[Data excerpts]
=-=-=-=-=
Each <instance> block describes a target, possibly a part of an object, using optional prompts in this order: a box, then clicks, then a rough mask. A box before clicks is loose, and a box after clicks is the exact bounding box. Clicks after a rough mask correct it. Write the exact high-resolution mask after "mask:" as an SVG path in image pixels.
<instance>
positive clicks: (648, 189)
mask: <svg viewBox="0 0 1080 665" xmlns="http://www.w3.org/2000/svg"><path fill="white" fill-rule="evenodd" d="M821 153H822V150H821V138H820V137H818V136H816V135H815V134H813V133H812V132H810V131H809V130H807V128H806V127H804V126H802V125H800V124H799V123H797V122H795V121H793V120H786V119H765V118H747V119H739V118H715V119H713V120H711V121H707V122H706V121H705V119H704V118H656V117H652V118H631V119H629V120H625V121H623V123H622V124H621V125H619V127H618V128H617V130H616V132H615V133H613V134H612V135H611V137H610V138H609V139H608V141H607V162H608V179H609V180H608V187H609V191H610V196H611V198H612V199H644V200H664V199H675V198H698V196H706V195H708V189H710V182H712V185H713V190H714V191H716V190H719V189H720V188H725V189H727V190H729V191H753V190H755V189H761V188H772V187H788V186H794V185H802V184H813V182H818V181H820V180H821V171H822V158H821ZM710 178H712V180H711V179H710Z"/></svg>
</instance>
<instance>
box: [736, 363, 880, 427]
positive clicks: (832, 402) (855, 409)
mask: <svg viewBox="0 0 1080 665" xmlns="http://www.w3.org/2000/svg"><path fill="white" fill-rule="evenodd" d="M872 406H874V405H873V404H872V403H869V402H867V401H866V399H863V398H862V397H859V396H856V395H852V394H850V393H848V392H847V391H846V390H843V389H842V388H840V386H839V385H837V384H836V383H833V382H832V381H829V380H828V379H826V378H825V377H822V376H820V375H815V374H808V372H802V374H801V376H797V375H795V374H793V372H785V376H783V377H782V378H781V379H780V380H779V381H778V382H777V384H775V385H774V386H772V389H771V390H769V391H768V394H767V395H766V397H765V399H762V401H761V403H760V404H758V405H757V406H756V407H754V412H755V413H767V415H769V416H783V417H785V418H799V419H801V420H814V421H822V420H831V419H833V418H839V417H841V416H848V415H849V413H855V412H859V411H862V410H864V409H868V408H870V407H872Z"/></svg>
=-=-=-=-=
YOUR OBJECTIVE |
Which lines in the data hold the string "instance"? Copy each of them.

REPLY |
Each <instance> block describes a target, possibly a part of an object, using optional prompts in this order: a box, then clicks, then a rough mask. A box before clicks is loose, and a box after clicks is the exact bounding box. Clicks after a rough mask correct it. Write the exact high-resolution mask after "mask:" as an SVG path in image pixels.
<instance>
</instance>
<instance>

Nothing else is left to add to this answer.